##### TEXTO DE ORIGEM

Convosco, portanto, com o meu carinho.......também o HUMOR de Mário Quintana!


                                      eterno espanto


           "Em que estrela, amor, o teu riso estará cantando?" 


Pesquisei na Net e esta "doçura" de poema, parece não dever-se a Mário Quintana, mas a um poeta uruguaio, nascido em 1920,  Mário Benedetti.
Era um admirador canino de Quintana, ao ponto de lhe deixar bilhetes, livros e quindins na portaria do seu prédio, e é ainda assim, uma adaptação do mesmo.

P U D I M

Não há nada que me deixe mais frustrada
do que pedir Pudim de sobremesa,
contar os minutos até ele chegar
e aí ver o garçon colocar na minha frente
um pedacinho minúsculo do meu pudim preferido.
Um só.
 
Quanto mais sofisticado o restaurante,
menor a porção da sobremesa.
Aí a vontade que dá é de passar numa loja de conveniência,
comprar um pudim bem cremoso
e saborear em casa com direito a repetir quantas
vezes a gente quiser,
sem pensar em calorias, boas maneiras ou moderação.
 
O PUDIM é só um exemplo do que tem sido nosso cotidiano.
 
A vida anda cheia de meias porções,
de prazeres meia-boca,
de aventuras pela metade.
A gente sai pra jantar, mas come pouco.

##########
##### REGISTROS DE DADOS

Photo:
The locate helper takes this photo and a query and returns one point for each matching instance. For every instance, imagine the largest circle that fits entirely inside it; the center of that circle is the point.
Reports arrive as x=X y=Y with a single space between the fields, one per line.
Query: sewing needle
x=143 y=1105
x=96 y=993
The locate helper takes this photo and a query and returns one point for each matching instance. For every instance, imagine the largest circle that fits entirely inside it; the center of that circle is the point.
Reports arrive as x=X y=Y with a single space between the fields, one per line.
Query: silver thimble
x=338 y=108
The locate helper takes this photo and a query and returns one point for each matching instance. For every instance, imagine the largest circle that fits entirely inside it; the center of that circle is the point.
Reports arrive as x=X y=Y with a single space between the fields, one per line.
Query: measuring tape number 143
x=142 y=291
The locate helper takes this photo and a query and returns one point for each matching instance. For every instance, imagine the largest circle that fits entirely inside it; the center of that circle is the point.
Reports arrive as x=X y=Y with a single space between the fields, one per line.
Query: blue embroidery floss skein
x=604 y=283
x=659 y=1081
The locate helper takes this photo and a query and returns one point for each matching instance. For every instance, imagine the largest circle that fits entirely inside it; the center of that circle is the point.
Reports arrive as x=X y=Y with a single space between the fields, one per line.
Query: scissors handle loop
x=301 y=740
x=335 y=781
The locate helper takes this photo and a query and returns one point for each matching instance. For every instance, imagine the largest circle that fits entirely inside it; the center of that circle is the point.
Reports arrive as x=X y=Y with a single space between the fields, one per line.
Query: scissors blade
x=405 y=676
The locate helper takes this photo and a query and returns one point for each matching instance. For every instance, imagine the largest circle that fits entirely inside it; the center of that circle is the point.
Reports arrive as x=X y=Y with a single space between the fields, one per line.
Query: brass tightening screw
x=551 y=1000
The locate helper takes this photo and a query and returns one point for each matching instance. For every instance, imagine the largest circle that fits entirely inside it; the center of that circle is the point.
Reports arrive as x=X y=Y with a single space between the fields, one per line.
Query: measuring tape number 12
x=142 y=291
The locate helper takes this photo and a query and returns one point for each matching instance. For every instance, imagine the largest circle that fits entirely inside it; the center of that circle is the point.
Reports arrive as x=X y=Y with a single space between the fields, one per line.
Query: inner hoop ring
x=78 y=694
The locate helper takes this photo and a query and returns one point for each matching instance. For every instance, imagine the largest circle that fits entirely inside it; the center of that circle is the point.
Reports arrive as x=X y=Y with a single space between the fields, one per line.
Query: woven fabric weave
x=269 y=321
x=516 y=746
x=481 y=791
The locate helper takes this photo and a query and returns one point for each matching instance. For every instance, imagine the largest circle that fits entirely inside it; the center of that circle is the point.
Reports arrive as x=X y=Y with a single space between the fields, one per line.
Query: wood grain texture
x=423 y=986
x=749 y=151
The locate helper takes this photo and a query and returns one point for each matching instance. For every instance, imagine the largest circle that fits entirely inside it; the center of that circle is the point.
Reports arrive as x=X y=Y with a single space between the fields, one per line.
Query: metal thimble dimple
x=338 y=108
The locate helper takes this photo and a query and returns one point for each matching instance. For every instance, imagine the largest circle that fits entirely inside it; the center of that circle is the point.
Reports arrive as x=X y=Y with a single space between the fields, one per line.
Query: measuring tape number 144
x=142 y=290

##########

TAREFA PROPOSTA: No texto sobre o pudim, qual é a nacionalidade do poeta Mário Benedetti e em que ano ele nasceu?

RESPOSTA DA TAREFA: Mário Benedetti é uruguaio e nasceu em 1920.